**Job**
Give every line of the whole listing below as a JSON list of strings, one string per line, leaving out any blank lines.

===== Records provided =====

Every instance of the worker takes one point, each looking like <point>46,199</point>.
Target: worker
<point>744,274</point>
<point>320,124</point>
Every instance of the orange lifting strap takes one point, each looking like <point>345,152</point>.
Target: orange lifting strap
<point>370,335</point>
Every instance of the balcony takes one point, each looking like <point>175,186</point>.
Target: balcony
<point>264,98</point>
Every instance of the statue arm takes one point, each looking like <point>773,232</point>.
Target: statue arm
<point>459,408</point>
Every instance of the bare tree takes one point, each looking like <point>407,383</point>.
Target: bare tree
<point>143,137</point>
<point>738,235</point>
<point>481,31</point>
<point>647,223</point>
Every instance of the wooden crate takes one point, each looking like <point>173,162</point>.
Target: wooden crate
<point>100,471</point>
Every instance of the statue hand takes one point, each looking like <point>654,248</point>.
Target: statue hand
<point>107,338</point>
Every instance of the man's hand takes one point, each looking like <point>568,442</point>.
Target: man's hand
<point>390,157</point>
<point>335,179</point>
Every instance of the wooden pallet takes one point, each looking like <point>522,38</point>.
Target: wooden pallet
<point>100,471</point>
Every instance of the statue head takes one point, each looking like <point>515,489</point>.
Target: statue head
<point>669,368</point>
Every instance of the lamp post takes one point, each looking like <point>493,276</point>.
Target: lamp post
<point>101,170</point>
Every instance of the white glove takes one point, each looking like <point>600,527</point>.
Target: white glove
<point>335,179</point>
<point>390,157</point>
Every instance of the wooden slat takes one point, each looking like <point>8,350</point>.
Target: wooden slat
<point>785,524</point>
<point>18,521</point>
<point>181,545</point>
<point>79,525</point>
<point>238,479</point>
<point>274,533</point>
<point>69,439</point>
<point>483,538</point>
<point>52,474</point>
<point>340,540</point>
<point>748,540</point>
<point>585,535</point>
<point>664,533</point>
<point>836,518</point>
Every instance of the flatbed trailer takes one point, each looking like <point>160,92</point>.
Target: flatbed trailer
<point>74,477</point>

=====

**Answer to the task**
[
  "Every instance of the worker takes one point, each looking like <point>46,199</point>.",
  "Target: worker",
  "<point>744,274</point>",
  "<point>320,124</point>",
  "Every instance of the orange lifting strap takes one point, each looking like <point>345,152</point>.",
  "Target: orange lifting strap",
  "<point>370,335</point>",
  "Every instance of the balcony takes one point, each looking like <point>175,186</point>.",
  "Target: balcony",
  "<point>264,98</point>",
  "Every instance of the statue arm takes one point, each looking like <point>773,232</point>.",
  "Target: statue arm",
  "<point>459,408</point>",
  "Every instance of the bare tree takes one point, each looking like <point>407,383</point>.",
  "Target: bare tree",
  "<point>143,137</point>",
  "<point>738,235</point>",
  "<point>481,31</point>",
  "<point>647,223</point>",
  "Every instance of the wooden crate takes one point, each looking like <point>173,162</point>.",
  "Target: wooden crate",
  "<point>100,471</point>",
  "Every instance of the statue hand takes one point, each looking like <point>654,248</point>.",
  "Target: statue hand",
  "<point>107,338</point>",
  "Every instance of the man's hand takes one point, each looking like <point>568,442</point>.",
  "Target: man's hand",
  "<point>390,157</point>",
  "<point>335,179</point>",
  "Every instance of the wooden pallet takes one point, each looking like <point>522,38</point>.",
  "Target: wooden pallet",
  "<point>100,471</point>",
  "Every instance of the statue head takes one point, each looking like <point>515,489</point>.",
  "Target: statue head",
  "<point>669,368</point>",
  "Every instance of the lamp post takes one point, each looking like <point>493,276</point>.",
  "Target: lamp post",
  "<point>101,170</point>",
  "Every instance of the white glove takes one point, each looking like <point>600,527</point>.",
  "Target: white glove",
  "<point>335,179</point>",
  "<point>390,157</point>",
  "Every instance of the wooden slat takes one point, each looking like <point>8,350</point>.",
  "Target: wooden slat",
  "<point>785,524</point>",
  "<point>18,521</point>",
  "<point>181,545</point>",
  "<point>79,525</point>",
  "<point>238,479</point>",
  "<point>274,533</point>",
  "<point>69,439</point>",
  "<point>483,538</point>",
  "<point>52,474</point>",
  "<point>340,540</point>",
  "<point>748,540</point>",
  "<point>585,535</point>",
  "<point>664,533</point>",
  "<point>836,518</point>",
  "Every instance of the flatbed trailer takes one point, each looking like <point>160,92</point>.",
  "Target: flatbed trailer",
  "<point>74,477</point>"
]